What you will do
- 1) Name every person mentioned in the K. G. Kenye profile below, other than Kenye himself.
- 2) According to the K. G. Kenye profile below, why was a fresh Rajya Sabha election held for Nagaland in 2016?
- 3) Answer from the K. G. Kenye profile below:
(a) On what date was Kenye born?
(b) Which constituency does he represent in the Nagaland Legislative Assembly?
(c) On what date did Khekiho Zhimomi die?

Page extract
══════════

Member of Nagaland Legislative Assembly
- Incumbent
- Assumed office March 2023
- Constituency: Chizami

MP of Rajya Sabha for Nagaland
- In office 3 April 2016 – March 2022
- Preceded by: Khekiho Zhimomi, NPF
- Succeeded by: Phangnon Konyak, BJP
- Constituency: Nagaland

Personal details
- Born: 6 November 1960 (age 65)
- Party: Naga People's Front
- Spouse: Sashila Kenye
- Children: 4
- Parent: Goyiepra Kenye
- Alma mater: Kohima College (NEHU)
- Occupation: Politician

= K. G. Kenye =

Indian politician

K. G. Kenye is an Indian politician from Nagaland. He belongs to Naga People's Front. He is currently a cabinet minister in the Government of Nagaland and member of Nagaland Legislative Assembly representing Chizami.

==Political career==
He is a former Secretary-General of the Naga People's Front party, a regional party in Nagaland, Manipur and Arunachal Pradesh and a former Advisor to the Chief Minister of Nagaland . He was elected to the Rajya Sabha for Nagaland seat after the incumbent, Khekiho Zhimomi died on 26 November 2015. As Khekiho Zhimomi was retiring on 2 April 2016, fresh election for a fresh term was held, and KG Kenye was elected unopposed on 14 March 2016.

══════════

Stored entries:
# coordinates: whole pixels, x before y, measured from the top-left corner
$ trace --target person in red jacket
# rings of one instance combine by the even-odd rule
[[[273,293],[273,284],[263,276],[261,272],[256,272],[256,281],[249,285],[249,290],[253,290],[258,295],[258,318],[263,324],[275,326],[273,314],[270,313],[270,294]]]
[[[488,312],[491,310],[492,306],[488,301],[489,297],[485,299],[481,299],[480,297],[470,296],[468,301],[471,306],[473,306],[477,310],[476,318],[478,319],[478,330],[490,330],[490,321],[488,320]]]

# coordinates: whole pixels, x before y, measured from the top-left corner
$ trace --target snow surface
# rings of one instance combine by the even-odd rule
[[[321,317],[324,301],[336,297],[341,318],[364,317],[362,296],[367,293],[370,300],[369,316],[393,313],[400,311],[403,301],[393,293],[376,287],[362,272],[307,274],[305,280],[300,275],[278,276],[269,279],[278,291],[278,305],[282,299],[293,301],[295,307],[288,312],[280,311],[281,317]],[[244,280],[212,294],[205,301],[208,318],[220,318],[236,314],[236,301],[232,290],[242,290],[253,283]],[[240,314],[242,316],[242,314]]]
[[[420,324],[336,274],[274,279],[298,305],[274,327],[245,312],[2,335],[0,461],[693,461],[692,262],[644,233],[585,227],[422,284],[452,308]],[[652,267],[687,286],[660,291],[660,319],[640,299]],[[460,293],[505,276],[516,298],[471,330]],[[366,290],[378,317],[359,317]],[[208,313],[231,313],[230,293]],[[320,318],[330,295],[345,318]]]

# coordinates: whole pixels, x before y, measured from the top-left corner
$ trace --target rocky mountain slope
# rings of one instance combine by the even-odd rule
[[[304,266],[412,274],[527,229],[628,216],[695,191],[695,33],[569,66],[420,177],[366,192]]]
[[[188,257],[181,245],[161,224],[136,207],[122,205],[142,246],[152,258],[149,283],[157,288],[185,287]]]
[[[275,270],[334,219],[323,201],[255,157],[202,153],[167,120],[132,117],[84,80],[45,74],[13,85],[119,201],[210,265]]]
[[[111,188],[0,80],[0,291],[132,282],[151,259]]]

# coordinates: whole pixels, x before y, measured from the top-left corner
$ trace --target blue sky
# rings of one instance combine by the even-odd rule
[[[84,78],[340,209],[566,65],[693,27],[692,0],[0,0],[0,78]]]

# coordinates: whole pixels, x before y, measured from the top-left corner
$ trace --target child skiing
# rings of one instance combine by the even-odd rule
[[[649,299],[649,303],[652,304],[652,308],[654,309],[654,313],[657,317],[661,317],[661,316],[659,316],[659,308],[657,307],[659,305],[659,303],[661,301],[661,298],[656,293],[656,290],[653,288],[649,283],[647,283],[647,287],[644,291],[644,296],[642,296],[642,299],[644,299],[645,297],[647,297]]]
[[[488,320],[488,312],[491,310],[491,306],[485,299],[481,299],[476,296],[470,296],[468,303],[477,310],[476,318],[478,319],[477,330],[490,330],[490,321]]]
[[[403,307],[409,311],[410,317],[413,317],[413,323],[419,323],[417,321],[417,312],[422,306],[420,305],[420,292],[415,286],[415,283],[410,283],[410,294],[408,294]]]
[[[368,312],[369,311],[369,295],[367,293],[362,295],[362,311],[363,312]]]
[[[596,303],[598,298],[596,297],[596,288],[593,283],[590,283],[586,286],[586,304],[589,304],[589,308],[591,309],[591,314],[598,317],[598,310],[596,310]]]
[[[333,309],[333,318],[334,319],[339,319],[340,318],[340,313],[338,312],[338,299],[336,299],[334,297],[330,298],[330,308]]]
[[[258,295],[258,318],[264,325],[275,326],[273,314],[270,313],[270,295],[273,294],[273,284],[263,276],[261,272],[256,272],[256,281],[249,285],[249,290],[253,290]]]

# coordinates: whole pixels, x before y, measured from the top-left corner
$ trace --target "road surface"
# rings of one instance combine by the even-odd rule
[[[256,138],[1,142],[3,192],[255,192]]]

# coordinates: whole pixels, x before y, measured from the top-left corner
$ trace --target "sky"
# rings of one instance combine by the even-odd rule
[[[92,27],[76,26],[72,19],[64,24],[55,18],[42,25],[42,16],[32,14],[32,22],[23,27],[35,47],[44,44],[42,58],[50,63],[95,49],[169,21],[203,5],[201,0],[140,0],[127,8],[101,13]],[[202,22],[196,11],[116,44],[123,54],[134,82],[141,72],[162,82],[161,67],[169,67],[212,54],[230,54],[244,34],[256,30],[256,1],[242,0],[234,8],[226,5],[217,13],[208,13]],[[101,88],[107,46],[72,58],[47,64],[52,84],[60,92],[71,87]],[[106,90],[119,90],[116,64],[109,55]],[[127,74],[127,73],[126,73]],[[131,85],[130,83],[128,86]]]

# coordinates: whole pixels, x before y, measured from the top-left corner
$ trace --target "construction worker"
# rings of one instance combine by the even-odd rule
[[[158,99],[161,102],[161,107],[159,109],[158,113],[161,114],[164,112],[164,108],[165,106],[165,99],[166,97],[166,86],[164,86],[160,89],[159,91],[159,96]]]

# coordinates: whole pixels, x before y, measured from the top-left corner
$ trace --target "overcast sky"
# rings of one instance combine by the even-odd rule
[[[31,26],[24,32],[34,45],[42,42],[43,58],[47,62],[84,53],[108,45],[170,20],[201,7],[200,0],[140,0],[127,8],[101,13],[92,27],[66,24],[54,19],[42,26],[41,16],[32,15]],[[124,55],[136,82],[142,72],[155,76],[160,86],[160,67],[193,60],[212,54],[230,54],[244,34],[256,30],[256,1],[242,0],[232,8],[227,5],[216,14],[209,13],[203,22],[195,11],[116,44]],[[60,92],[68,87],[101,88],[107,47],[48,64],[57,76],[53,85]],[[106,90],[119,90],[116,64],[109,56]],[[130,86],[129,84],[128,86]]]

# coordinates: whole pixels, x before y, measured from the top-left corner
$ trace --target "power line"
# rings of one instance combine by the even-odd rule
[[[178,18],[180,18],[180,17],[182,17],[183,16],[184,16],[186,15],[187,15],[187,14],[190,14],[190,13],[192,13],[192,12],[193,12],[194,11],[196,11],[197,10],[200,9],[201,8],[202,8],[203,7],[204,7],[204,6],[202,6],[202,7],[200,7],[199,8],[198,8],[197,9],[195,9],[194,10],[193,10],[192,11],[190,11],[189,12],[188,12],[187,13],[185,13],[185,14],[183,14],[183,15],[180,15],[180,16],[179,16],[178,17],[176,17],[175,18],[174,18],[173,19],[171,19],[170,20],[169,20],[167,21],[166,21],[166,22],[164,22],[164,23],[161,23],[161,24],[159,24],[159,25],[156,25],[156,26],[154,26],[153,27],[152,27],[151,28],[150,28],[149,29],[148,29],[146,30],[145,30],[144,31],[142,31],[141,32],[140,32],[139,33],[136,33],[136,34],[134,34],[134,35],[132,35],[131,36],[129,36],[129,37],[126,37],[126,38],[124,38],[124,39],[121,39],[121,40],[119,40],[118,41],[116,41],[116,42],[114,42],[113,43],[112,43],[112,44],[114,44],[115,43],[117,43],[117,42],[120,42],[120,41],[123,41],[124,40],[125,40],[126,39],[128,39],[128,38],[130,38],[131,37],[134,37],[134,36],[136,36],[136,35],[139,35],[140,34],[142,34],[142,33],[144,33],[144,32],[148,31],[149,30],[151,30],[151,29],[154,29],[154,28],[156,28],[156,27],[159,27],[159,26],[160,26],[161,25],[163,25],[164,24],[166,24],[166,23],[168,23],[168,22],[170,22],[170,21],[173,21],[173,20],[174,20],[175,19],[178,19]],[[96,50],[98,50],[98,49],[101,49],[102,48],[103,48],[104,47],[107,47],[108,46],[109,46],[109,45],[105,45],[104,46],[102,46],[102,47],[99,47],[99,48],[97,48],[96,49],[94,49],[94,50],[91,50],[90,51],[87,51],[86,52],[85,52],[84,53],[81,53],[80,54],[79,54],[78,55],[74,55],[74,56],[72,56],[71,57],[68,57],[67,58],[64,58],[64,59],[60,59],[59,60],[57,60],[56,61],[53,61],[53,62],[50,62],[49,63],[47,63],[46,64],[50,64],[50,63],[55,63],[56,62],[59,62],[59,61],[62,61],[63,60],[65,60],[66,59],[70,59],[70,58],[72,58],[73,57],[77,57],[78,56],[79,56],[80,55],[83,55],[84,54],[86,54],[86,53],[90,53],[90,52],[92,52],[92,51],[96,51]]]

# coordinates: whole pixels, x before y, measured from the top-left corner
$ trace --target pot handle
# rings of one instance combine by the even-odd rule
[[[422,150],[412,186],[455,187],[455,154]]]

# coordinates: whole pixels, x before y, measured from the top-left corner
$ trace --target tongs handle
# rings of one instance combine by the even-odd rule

══════════

Answers by task
- 1) Khekiho Zhimomi, Phangnon Konyak, Sashila Kenye, Goyiepra Kenye

- 2) A fresh election for a fresh term was held because Khekiho Zhimomi was retiring on 2 April 2016. Kenye was elected unopposed in it on 14 March 2016.

- 3)
(a) 6 November 1960
(b) Chizami
(c) 26 November 2015